### [Questions to answer]
1. In the child labor text below, rewrite the paragraph beginning "Furthermore, according to the Labour Code" in fewer words, keeping its main facts.
2. Transcribe the child labor text below word for word, from "(b) not such" to "the instruction received.)".
3. Extend the child labor text below by writing the part that would come after its last sentence.

(Beginning of Quoted passage)

Child Labour

“Child Labour” is specified as work that deprives children of their childhood, their capability and their dignity which is detrimental to physical and mental progress. So, if a child is engaged in an activity that is mentally, physically, socially or morally dangerous and harmful to children, and interferes with her/his education, Child Labour is occurring.

Working children are officially defined based on two factors in various states:

1) The type of work

2) The minimum age for such work. The appropriate age for any job is determined based on the potential impacts and effects of that work on the child’s health and development. Accordingly, the Minimum Age Convention (C138) adopted in 1973, was developed to regulate Child Labour by setting a minimum age for admission to employment. If a child is under this age and engaged in such occupation, that child could be considered as working child. These ages are set out as follows:

  • 18 years: For dangerous work which is defined as any type of employment or work which by its nature or the circumstances in which it is carried out is likely to jeopardize the health, safety or morals of young persons;
  • 13-15 years: For light work which is defined as:

(a) not likely to be harmful to their health or development; and

(b) not such as to prejudice their attendance at school, their participation in vocational orientation or training programs approved by the competent authority or their capacity to benefit from the instruction received.)

  • 12 to 14 years: This range of age may be acceptable under certain conditions in developing countries.

In Iran jurisdiction, according to Article 79 of the Labour Code ratified on 20.11.1990, it is forbidden to employ children under the age of 15.

In addition, the Code has provided special terms and conditions for the employment of children between the age of 15-18 years old as adolescent workers in Articles 79-84.

For instance:

  • Mandatory medical tests at the beginning of employment by the Social Security Organization which must be repeated at least once a year;
  • A doctor’s confirmation of the appropriateness of the type of work with the worker’s ability i.e. the work is medically suitable for the worker;
  • The employer’s obligation to change worker’s job in case of being disproportionate to his/her ability based on doctor’s diagnosis;
  • Less working hours compared to adults (30 minutes less);
  • Prohibition of referring any additional work or hard, harmful and dangerous work, working at night, carrying heavy things by hand and without mechanical tools.

Furthermore, according to the Labour Code, the employer’s breach of above- mentioned terms will result in his or her being sentenced to pay a fine and in case of repetition, this fine would be increased or imprisonment for 91 to 180 days would apply in accordance with Articles 175 and 176.

(End of Quoted passage)
(Beginning of Information shown)

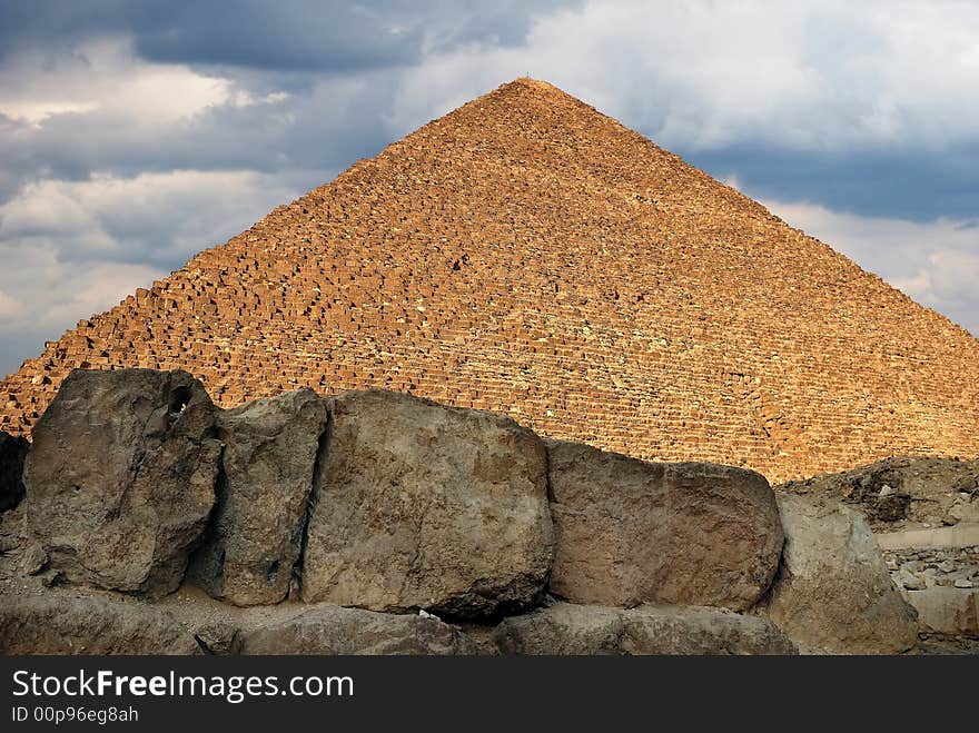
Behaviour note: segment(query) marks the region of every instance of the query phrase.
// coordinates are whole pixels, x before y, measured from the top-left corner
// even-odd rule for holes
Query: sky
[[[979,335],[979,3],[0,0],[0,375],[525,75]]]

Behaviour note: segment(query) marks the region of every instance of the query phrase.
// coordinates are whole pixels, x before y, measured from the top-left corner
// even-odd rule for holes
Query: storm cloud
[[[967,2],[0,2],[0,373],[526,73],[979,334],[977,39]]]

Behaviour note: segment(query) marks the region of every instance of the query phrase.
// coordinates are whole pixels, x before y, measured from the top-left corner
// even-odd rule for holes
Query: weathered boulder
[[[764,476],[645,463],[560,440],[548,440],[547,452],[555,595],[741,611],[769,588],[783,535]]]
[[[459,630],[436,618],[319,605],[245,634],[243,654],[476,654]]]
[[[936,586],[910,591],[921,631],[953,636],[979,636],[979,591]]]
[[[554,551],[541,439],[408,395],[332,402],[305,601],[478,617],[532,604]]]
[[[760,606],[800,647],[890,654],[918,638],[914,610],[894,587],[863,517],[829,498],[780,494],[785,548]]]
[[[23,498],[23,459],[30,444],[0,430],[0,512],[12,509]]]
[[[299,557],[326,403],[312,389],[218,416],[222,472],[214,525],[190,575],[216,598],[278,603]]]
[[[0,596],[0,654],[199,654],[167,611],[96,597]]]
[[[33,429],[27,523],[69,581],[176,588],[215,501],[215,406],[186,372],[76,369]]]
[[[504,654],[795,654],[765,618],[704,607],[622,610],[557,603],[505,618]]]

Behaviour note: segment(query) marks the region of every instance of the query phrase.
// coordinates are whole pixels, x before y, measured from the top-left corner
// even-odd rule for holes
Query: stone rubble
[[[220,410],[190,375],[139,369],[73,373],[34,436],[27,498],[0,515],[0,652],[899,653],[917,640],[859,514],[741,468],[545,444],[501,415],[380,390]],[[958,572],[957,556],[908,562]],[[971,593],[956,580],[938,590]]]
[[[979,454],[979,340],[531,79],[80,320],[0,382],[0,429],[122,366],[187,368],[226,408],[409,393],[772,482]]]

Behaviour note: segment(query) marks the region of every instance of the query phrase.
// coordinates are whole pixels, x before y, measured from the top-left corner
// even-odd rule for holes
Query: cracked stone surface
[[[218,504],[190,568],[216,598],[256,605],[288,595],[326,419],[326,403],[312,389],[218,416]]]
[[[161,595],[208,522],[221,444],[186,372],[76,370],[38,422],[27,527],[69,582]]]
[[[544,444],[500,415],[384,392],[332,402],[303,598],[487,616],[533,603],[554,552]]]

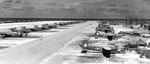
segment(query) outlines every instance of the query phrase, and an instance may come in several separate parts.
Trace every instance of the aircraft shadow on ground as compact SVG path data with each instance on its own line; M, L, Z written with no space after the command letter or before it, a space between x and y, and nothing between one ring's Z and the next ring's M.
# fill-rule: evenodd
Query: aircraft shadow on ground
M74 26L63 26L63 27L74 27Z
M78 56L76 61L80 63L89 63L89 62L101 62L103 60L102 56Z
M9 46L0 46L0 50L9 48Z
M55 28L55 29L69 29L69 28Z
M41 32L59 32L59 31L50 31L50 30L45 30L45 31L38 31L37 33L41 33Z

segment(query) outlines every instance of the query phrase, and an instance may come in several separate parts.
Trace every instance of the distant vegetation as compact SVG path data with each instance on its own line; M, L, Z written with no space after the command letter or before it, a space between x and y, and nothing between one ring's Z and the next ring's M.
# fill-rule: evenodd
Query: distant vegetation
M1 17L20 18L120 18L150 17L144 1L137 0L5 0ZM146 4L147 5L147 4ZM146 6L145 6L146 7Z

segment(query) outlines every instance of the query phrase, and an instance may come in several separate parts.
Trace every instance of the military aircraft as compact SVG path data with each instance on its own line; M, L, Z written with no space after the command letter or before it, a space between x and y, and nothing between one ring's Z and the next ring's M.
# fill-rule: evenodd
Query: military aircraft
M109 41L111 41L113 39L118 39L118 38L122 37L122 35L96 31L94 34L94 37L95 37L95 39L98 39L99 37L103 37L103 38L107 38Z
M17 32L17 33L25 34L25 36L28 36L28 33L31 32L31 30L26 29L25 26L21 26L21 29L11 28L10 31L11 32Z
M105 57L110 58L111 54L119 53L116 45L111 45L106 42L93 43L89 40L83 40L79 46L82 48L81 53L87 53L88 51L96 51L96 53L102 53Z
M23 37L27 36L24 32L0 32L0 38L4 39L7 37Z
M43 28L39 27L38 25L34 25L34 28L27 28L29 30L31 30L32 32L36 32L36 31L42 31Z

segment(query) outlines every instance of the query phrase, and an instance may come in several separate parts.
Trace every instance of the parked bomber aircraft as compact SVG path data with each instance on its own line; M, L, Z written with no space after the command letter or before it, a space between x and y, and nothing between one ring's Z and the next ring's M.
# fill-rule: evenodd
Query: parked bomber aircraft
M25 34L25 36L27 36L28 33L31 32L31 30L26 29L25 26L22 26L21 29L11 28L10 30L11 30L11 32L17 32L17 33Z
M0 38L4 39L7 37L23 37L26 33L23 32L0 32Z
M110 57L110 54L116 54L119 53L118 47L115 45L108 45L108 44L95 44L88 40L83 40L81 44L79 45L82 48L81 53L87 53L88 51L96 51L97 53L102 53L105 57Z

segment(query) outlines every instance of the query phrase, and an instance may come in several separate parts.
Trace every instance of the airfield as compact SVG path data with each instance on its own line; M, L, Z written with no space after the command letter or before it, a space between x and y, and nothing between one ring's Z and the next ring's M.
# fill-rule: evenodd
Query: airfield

(End of Information shown)

### [Solved tasks]
1. Under the Labour Code, an employer who breaks these terms is fined. If it happens again, the fine can be raised, or the employer can be jailed for 91 to 180 days (Articles 175 and 176).

2.
(b) not such as to prejudice their attendance at school, their participation in vocational orientation or training programs approved by the competent authority or their capacity to benefit from the instruction received.)

3.
In international aspect, considering the importance of creating the necessary platform for children to have full physical and mental development and with the aim of increasing the minimum age for entering into employment as an effective measure in the gradual abolition of Child Labour, Parliament of Islamic Republic of Iran also with the proposal of the Ministry of Cooperatives, Labour, and Social Welfare by adoption of a single article on 30.12.2020 has acceded to the Minimum Age Convention.

To fulfil the international human rights obligations of states, 187 states have acceded to the Worst Forms of Child Labour Convention (C182) in 1999 which is considered to be the first historical step to provide maximum support for children’s work.

By ratification the above-mentioned Convention, states undertake to refrain from the worst forms of Child Labour such as slavery, sexual exploitation, and harassment, employing children in armed conflicts, and other illegal activities according to the definitions set out in the Convention.

It is noteworthy that the 2020 Global Estimates of Child Labour issued by the International Labour Organization (ILO) shows that in the world, 160 million children are engaged in child labour which means almost 1 out of 10 of all children worldwide.

According to the above-mentioned ILO’s study, most of working children are working in the sectors of agriculture, industry and factories, domestic work and street vending while these are the examples of the most common form of Child Labour from the past till now.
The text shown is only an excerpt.